-- GIVEN TEXT --
COMMUNITY
As part of the 2008 Dr. Frank MacKinnon Lecture Series, Dr. Wendy Kline, associate professor of history at the University of Cincinnati, will give a talk called “Surveying the Women’s Health Movement: Technology, Research and Reading Our Bodies, Ourselves” at UPEI on May 17, at 4 pm.
The Dr. Frank MacKinnon Lecture will take place in the K.C. Irving (KCI) Building’s lecture theatre (Room 104) at UPEI in conjunction with a Women, History and Technology conference organized by the Canadian Committee on Women’s History (Atlantic Region) on May 16 and 17. After her presentation, members of the audience are invited to meet Dr. Kline at a reception in the KCI foyer.
Kline will speak about the impact of the book, Our Bodies, Ourselves, on women’s knowledge about and attitudes toward their bodies. From its first publication as a stapled newsprint booklet in 1970 to its latest Russian re-edition in 2007, Our Bodies, Ourselves, a book about women’s health and sexuality, has grown in popularity and influence throughout North America and the world. It is produced by Our Bodies Ourselves, a non-profit organization formerly known as the Boston Women’s Health Book Collective.

-- TASK SET --
A: Answer these about the lecture announcement, one per line:
(i) In which room of the K.C. Irving Building will the lecture be held?
(ii) In what form was Our Bodies, Ourselves first published in 1970?
(iii) What was the organization that produces the book formerly called?
B: Please repeat the lecture announcement word for word, starting with "The Dr. Frank" and going on through "the KCI foyer.".
C: Go on with the announcement of Dr. Wendy Kline's lecture, beginning right after its last sentence.

-- DATA PROVIDED --
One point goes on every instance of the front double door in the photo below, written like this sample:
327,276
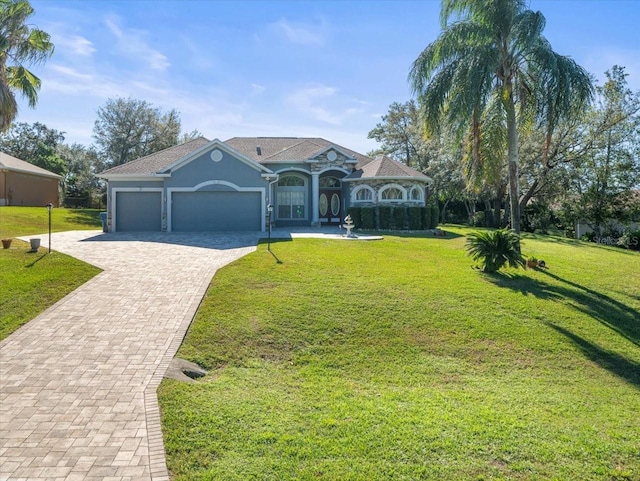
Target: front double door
329,206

-- ANSWERS TO EACH TASK --
A:
(i) Room 104, the lecture theatre
(ii) As a stapled newsprint booklet
(iii) The Boston Women's Health Book Collective

B:
The Dr. Frank MacKinnon Lecture will take place in the K.C. Irving (KCI) Building’s lecture theatre (Room 104) at UPEI in conjunction with a Women, History and Technology conference organized by the Canadian Committee on Women’s History (Atlantic Region) on May 16 and 17. After her presentation, members of the audience are invited to meet Dr. Kline at a reception in the KCI foyer.

C:
Kline will talk about how web-based research tools can be used in innovative ways to evaluate the social impact of Our Bodies, Ourselves. With the support of a research training grant from the Center for History and New Media at George Mason University (2001), she created a web-based research survey, which allowed her to reach a diverse cohort of respondents for this research.
Her lecture is part of her second book project entitled Taking Their Bodies Back: A History of the Women’s Health Movement. Using the online survey, she is studying the social and cultural factors that led to the first publication of Our Bodies, Ourselves. Survey participants tell how the book, and its subsequent editions, influenced their own perceptions of women’s health and wellness.
Kline received her Ph.D. from the University of California-Davis in 1998. She lectured at the University of California (Santa Cruz) and the University of Munich before moving to the University of Cincinnati in 2000. She is an expert in the history of women’s health, medicine and popular culture in the 20th century. She is the author of Building a Better Race: Gender, Sexuality, and Eugenics from the Turn of the Century to the Baby Boom (University of California Press, 2001).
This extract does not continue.